### What you need to do
Pick out every line of the records below that contains the word "block", matching case exactly. Copy each such line in full.

Dataset entries:
------------------------------------------------
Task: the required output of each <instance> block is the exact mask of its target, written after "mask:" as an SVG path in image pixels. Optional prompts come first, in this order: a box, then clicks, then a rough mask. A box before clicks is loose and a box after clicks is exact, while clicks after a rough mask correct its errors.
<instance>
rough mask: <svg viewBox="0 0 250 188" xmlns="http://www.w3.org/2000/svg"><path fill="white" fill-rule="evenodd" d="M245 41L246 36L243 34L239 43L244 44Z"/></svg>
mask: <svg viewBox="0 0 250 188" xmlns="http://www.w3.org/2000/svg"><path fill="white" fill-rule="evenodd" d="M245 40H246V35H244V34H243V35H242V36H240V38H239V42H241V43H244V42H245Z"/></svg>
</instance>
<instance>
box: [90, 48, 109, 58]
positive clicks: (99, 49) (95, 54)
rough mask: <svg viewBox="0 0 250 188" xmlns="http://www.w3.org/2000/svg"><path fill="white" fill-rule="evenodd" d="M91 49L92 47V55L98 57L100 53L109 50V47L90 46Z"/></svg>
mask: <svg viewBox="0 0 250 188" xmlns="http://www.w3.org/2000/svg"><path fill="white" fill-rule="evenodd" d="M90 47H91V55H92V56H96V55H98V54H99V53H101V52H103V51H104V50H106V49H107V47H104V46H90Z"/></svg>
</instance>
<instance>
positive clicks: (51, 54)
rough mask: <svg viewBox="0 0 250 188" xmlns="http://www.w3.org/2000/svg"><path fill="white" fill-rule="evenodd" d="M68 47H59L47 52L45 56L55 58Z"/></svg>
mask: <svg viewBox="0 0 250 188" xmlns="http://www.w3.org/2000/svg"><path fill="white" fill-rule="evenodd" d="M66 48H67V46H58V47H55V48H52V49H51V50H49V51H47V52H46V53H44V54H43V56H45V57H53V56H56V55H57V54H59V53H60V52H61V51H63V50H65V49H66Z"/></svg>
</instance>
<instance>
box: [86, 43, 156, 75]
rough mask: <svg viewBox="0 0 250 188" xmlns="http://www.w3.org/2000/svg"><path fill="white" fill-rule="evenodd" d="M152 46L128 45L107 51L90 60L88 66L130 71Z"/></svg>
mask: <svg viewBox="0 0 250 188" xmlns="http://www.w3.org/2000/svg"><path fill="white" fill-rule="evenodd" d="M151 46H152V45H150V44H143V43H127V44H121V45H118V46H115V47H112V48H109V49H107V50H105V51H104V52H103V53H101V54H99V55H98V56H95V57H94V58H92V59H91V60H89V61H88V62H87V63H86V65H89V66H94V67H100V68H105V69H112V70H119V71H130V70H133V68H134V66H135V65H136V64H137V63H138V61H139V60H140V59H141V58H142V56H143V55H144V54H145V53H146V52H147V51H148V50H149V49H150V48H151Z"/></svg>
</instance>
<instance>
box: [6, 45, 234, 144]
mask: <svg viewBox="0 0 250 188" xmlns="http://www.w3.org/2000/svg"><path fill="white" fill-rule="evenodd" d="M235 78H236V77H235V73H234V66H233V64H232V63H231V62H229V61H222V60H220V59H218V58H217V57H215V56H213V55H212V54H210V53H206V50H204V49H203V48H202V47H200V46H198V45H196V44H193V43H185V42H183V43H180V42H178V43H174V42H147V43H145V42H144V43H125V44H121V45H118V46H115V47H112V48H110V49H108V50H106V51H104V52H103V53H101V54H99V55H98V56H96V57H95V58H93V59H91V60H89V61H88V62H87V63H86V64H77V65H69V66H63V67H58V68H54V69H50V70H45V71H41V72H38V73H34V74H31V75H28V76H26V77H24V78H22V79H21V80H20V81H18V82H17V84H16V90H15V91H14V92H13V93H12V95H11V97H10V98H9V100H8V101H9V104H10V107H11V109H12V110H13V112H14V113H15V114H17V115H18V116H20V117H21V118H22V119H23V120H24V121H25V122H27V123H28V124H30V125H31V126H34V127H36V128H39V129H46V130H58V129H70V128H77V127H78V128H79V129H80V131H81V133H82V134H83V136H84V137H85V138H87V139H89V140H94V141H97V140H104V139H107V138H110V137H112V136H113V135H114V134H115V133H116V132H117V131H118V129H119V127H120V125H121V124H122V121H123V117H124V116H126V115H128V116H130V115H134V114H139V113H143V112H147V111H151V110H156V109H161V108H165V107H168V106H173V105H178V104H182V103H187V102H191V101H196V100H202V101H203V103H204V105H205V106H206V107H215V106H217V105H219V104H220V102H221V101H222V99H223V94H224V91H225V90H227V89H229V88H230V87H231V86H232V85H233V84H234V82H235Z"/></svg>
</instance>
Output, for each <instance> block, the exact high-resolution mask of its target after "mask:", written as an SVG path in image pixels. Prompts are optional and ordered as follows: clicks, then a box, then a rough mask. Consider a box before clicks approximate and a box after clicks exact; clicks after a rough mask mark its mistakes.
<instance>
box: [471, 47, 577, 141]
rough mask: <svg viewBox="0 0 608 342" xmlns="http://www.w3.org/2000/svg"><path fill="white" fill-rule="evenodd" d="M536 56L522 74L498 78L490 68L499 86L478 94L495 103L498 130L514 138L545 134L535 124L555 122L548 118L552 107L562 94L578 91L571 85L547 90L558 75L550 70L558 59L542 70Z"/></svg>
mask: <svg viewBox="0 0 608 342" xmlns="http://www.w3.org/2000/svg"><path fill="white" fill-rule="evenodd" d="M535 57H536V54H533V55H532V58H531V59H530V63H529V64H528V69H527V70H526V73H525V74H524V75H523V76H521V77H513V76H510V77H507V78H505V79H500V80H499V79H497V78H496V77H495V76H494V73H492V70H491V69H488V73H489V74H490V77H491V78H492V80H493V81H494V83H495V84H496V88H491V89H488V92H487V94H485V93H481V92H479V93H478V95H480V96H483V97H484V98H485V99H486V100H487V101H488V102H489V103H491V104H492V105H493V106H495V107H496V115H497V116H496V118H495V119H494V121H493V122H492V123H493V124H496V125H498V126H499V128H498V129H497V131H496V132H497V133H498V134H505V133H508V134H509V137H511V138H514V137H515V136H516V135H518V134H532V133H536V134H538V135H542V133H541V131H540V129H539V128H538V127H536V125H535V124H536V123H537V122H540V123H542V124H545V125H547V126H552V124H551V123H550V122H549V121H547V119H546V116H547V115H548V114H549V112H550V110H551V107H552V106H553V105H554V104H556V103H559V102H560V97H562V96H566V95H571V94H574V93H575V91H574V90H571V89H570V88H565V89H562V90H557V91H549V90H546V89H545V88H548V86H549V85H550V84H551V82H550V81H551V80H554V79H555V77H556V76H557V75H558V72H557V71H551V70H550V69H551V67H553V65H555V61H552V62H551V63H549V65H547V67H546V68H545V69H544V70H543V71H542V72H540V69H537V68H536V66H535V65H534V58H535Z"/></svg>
------------------------------------------------
### Task output
Task: the required output of each <instance> block is the exact mask of its target, written after "mask:" as an SVG path in image pixels. Optional prompts come first, in this order: a box, then clicks, then a rough mask. A box before clicks is loose and a box after clicks is exact, while clicks after a rough mask correct its errors.
Output, for each <instance> block, the exact high-resolution mask of its target after "mask:", written as an SVG path in image pixels. Prompts are optional and ordered as follows: clicks, then a box, then a rough mask. Consider a box before clicks approximate and a box after clicks exact; clicks after a rough mask mark its mistakes.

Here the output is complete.